And that's about it. I'm aiming to get another Land Raider, three more drop pods and a razorback or two, but other than that I have everything I'm after! More painting pics in future posts - gotta head out for a stag do! :drinks:


----------



## Khorne's Fist (Jul 18, 2008)

Great looking army. Nice to see those alternative SW models there. Looking forward to seeing those TWs finished off.


----------



## Grins1878 (May 10, 2010)

Cheers pal! Much appreciated! 

I've fully finished the Storm Talon, so here's a few pics of it with the basic base. I may be adding a little debris to it at some point, but aiming to get ALL the wolves done before I go onto mad bases.
Pics:


































I've asked what people wanted to see painted before and had no response, so Khorne's, I'm moving onto the Thunderwolves. currently washing them all in brown shade... ah, the joys! Did I mention I hate painting fur? :threaten:

:wink:


----------



## Midge913 (Oct 21, 2010)

Great looking group mate and I think the Talon came out very nice! Looking forward to the Wolves.


----------



## Grins1878 (May 10, 2010)

Cheers Midge, I'll try and do them justice! Will post up a picture shortly of them in all their washed glory... got them under the lamp to try and dry them quicker... haha!


----------



## Grins1878 (May 10, 2010)

I've washed them all Vaj Brown shade, and added some black shade to some of them to darken patches of fur, so there'll be four going from dark brown/black to light brown and three going from flat brown to lighter brown/pale brown... possibly white, depends on how carried away I get!

Anyhow, some badly taken pics of them below. I'm not feeling the greatest and its dark and I want my bed, so it's all you're getting for now! :wink:


































The shine on the black shade is because it's a pretty heavy wash (especially on Bignose Scalycloak's Thunderwolf = trying to smooth out some of the sharpness to the casting. It's fur could cut glass...), but once dried it shouldn't look three bad.

More probably Wednesday now, busy night tomorrow! Until then I bid you farewell!

Cheers!


----------



## Grins1878 (May 10, 2010)

After skiving off tonight I've managed to get a few more hours in on my thunderwolves. Tonight I've:
Given the riders the proper basecoat of Fenris Grey (since my original coat was WAAAAAY too light)
Done all the brown basecoats on the riders (Flat Brown)
Started to do the brown on the fur (Flat Brown, thinned with water and starting to blend the fur in)

At the end of the night they now look like this:









Bignose is looking the most finished at the moment, I've blended and brushed on a lot of flat brown into the actual brown bits, leaving the darker fur untouched for now. I have a plan for that, but not sure it'll work so doing that part last. Here's a few of Bignose:

























Next up is the other thunderwolf I started blending the brown on it's face. I'm finding painting the plastic fur a lot nicer than the finecast, mainly because the fur is too sharp and crisp on the finecast!

▶ [The tasks]
A) Reproduce the stretch of the miniature-painting thread from "Great looking army." through "onto mad bases." word for word.
B) Write the next part of the miniature-painting thread, picking up after its final sentence.
The items on this page have no connection to the miniature-painting thread.

▶ [Extracted material]
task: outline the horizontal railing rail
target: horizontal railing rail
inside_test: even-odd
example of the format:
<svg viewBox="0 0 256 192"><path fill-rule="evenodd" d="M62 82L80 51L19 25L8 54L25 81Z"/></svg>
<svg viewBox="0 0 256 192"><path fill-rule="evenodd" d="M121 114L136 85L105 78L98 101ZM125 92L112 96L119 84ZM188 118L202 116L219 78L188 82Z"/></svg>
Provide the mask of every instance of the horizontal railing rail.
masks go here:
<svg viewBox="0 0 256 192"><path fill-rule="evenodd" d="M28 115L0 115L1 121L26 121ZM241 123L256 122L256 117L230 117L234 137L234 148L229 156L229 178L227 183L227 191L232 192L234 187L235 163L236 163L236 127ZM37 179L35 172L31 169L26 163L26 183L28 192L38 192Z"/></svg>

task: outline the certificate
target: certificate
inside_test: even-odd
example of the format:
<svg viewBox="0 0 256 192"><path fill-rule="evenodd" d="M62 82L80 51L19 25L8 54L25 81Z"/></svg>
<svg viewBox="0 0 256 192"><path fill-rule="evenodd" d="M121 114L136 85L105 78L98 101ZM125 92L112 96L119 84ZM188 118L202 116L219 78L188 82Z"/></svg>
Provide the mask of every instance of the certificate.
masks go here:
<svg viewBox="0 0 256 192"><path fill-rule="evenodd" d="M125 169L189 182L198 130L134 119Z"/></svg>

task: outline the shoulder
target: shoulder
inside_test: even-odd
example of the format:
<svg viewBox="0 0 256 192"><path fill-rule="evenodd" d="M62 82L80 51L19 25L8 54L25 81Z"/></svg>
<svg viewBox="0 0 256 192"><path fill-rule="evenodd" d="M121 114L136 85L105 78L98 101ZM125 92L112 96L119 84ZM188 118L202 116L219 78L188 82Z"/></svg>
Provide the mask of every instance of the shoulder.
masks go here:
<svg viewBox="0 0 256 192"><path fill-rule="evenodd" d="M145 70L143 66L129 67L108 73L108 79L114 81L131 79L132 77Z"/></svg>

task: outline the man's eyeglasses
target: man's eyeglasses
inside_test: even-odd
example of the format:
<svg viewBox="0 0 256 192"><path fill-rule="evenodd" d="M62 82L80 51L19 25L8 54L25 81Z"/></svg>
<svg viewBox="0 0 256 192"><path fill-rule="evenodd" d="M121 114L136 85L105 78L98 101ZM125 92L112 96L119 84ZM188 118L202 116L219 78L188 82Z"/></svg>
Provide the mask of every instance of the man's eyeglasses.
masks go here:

▶ [Answers in order]
A)
Great looking army. Nice to see those alternative SW models there. Looking forward to seeing those TWs finished off.


----------



## Grins1878 (May 10, 2010)

Cheers pal! Much appreciated! 

I've fully finished the Storm Talon, so here's a few pics of it with the basic base. I may be adding a little debris to it at some point, but aiming to get ALL the wolves done before I go onto mad bases.

B)
Two just to show some of the darker fur patterns:

















If you google brown wolf some of the patterns are there, and then click dark brown wolf at the top and the rest are there. The remaining three with no dark bits will be light brown.

In theory. THey may all turn out to be bollocks, but you get the idea.

Cheers


----------



## Grins1878 (May 10, 2010)

A couple of shots with ol' Bignose and his pooch. Spent a bit of time doing the fur last night and I'm pretty happy with it, need to make a final couple of touches to it but it's almost there. His will be the darkest wolf out the pack.


















There was a third, but realised it showed most of the living room, and I'm not inviting everyone in! Will get a better one later. Sadly the only way to get natural light on the minis is facing into the flat!


----------



## Grins1878 (May 10, 2010)

Bit of a delay here, haven't been too well over the past week or so and haven't picked up the brush, but tonight picked out some mini's I've had in my cupboard for some time. One is my all time favorite Commissar figure, the other is an almost identical fellow on horseback.

Since reading battle of the fang I've wanted some IG to work with my wolves, and the allies thing has come at just the right time. So whether or not I'm going to use Cadian (more than likely, possibly with different heads) is up in the air at the moment, but for discipline purposes, the footslogging Commissar, and for display purposes the mounted one.

Will be working on these in between some wolves, but defo more to follow on them! This is a bit of a teaser :wink: lol










Probs back tomorrow for some painted wolfage! ttfn!


----------



## Grins1878 (May 10, 2010)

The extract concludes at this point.